Exercise instructions
All of the data needs to be printed again, exactly as written.
*** Opening of Stored data ***
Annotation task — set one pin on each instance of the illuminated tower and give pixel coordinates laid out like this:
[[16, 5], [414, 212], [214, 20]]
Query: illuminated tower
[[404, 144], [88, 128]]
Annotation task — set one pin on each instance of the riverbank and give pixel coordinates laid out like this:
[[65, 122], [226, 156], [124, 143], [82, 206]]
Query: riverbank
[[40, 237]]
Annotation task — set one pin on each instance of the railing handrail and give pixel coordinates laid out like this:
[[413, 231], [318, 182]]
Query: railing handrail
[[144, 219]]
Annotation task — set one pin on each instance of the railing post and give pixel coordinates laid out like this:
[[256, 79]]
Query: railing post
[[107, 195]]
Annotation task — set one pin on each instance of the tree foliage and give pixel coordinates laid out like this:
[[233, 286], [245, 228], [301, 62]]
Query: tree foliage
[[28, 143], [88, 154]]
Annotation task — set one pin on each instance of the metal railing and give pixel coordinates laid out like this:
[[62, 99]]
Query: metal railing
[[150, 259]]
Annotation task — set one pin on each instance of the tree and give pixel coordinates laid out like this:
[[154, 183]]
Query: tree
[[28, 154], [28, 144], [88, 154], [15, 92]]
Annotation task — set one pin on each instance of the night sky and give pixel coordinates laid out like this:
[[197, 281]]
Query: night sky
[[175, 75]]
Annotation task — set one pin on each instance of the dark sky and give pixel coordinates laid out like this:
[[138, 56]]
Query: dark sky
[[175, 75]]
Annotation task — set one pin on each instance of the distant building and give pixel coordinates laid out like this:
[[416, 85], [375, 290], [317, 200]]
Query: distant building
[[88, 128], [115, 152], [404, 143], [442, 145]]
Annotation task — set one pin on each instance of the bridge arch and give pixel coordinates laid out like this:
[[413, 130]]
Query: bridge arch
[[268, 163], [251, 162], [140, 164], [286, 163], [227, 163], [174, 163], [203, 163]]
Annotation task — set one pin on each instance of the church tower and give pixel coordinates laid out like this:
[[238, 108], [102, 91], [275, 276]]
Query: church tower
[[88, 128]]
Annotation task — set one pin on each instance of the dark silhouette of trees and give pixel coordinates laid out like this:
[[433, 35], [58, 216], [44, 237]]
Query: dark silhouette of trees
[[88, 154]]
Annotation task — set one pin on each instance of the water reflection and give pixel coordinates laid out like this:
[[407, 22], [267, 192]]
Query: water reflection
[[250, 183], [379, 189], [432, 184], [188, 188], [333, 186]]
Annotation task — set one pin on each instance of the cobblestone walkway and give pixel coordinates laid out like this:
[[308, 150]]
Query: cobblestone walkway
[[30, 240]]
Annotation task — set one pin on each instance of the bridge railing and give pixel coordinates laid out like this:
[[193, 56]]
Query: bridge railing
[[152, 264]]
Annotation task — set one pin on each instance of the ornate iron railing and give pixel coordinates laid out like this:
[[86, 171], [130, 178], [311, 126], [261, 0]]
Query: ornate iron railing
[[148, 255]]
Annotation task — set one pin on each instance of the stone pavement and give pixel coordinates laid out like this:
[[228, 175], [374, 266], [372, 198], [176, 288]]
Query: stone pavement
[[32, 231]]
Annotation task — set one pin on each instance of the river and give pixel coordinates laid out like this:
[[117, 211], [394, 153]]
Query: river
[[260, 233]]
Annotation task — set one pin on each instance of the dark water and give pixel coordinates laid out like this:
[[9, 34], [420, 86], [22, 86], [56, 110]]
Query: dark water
*** Close of Stored data ***
Your solution
Annotation task — set one pin on each instance of the illuminated tower and give pixel coordinates laid out like this:
[[16, 5], [414, 212], [214, 20]]
Query: illuminated tower
[[404, 144], [88, 128]]
Annotation task — set one pin on each instance of the riverbank and give pixel coordinates laid out like this:
[[65, 122], [226, 156], [124, 143], [82, 206]]
Query: riverbank
[[40, 237]]
Annotation task — set one pin on each instance of the railing handrail and give pixel coordinates laid out like this:
[[413, 231], [318, 182]]
Query: railing handrail
[[144, 219]]
Annotation task — set one pin on each instance of the railing post and give pixel coordinates laid out like this:
[[256, 79]]
Query: railing post
[[107, 195]]
Annotation task — set one pin on each instance of the tree foliage and give pixel coordinates laid out like this:
[[233, 286], [245, 228], [301, 62]]
Query: tree foliage
[[28, 143], [88, 154]]
Annotation task — set one pin on each instance of the metal railing and give pixel coordinates laid out like this:
[[62, 99]]
Query: metal railing
[[150, 259]]
Annotation task — set one pin on each instance of the tree and give pixel coordinates laid out like this:
[[154, 183]]
Query: tree
[[28, 154], [28, 144], [88, 154], [15, 92]]
Annotation task — set one pin on each instance of the night sky and give pixel coordinates laid out like this:
[[197, 281]]
Query: night sky
[[175, 75]]
Annotation task — set one pin on each instance of the dark sky and give pixel coordinates laid out like this:
[[138, 56]]
Query: dark sky
[[175, 75]]
Annotation task — set one pin on each instance of the distant building and give pixel coordinates laid out like this:
[[416, 85], [375, 290], [317, 200]]
Query: distant building
[[88, 128], [115, 152], [404, 143], [442, 145]]
Annotation task — set one pin on each instance of the bridge arch and give pixel coordinates laid out like this:
[[413, 130]]
Query: bridge arch
[[268, 163], [251, 162], [140, 164], [286, 163], [227, 163], [174, 163], [203, 163]]
Annotation task — set one pin on each instance of the church tower and give pixel coordinates laid out like this:
[[238, 108], [102, 91], [275, 276]]
Query: church tower
[[88, 128]]
Annotation task — set one pin on each instance of the dark silhouette of trees and give pixel coordinates laid out like this:
[[433, 35], [58, 216], [44, 237]]
Query: dark silhouette of trees
[[88, 154]]
Annotation task — set one pin on each instance of the water reflection and give pixel coordinates laid out like this:
[[407, 22], [267, 192]]
Query: water reflection
[[250, 183], [379, 189], [432, 184], [188, 188], [333, 186]]
Annotation task — set one pin on each instance of the cobblestone walkway and give pixel coordinates laid out like this:
[[308, 150]]
Query: cobblestone walkway
[[30, 240]]
Annotation task — set one pin on each instance of the bridge railing and give pixel coordinates laid out like this:
[[193, 56]]
Query: bridge railing
[[152, 264]]
Annotation task — set one pin on each instance of the ornate iron railing and give pixel coordinates laid out like this:
[[86, 171], [130, 178], [311, 126], [261, 0]]
Query: ornate iron railing
[[148, 255]]
Annotation task — set one pin on each instance of the stone pavement and give pixel coordinates laid out like this:
[[228, 175], [374, 266], [372, 198], [176, 288]]
Query: stone pavement
[[32, 231]]
Annotation task — set one pin on each instance of the river and give pixel coordinates laid out like this:
[[117, 211], [394, 153]]
Query: river
[[260, 233]]
Annotation task — set one pin on each instance of the dark water and give pixel coordinates laid out like this:
[[9, 34], [420, 86], [22, 86], [56, 110]]
Query: dark water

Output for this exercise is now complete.